Extracted information:
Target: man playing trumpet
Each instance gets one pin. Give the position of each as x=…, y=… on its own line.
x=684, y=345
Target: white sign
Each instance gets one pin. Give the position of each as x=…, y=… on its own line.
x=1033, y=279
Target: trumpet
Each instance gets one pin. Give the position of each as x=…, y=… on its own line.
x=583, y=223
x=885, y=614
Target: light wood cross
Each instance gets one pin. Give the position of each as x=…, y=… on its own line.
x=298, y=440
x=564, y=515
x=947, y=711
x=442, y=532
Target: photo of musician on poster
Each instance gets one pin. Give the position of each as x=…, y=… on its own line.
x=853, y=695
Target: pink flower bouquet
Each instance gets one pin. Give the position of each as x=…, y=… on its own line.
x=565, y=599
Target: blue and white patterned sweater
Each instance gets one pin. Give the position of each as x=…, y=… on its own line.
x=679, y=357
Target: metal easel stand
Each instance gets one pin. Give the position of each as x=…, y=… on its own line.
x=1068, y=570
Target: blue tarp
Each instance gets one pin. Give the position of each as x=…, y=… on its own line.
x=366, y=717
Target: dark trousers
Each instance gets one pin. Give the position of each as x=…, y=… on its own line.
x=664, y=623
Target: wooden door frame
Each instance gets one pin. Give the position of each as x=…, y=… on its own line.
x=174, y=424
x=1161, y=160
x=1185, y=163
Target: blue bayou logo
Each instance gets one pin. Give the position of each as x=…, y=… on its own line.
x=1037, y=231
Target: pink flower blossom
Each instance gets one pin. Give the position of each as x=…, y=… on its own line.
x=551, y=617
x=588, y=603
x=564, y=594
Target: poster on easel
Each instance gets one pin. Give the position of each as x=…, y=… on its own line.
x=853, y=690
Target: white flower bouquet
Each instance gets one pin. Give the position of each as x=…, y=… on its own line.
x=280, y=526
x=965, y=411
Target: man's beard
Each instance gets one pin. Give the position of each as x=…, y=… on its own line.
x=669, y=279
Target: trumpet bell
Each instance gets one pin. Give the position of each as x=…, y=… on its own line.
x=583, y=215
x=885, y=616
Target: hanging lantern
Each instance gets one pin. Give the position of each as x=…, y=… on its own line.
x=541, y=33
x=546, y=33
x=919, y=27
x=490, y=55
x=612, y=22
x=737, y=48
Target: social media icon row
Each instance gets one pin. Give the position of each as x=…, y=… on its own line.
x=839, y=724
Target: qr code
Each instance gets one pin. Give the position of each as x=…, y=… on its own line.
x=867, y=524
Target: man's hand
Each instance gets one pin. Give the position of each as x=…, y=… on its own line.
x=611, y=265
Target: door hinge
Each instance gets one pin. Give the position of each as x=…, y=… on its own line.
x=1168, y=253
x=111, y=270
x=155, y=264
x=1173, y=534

Given problem: Rescale the items starting at the line containing "Target: blue tarp" and ending at the line containing "x=1185, y=163", reproducing every line in that span, requests included. Multiply each x and y coordinate in the answers by 1.65 and round to the nearest whole number, with halves rounded up.

Final result:
Target: blue tarp
Each instance gets one pin. Give the position of each as x=…, y=… on its own line.
x=604, y=1183
Target: dark trousers
Each instance gets one pin. Give the position of each as x=…, y=… on its own line.
x=1096, y=1028
Target: wooden door frame
Each instance gets one pin. Give the position of each as x=…, y=… on its own line.
x=287, y=700
x=1916, y=264
x=1955, y=269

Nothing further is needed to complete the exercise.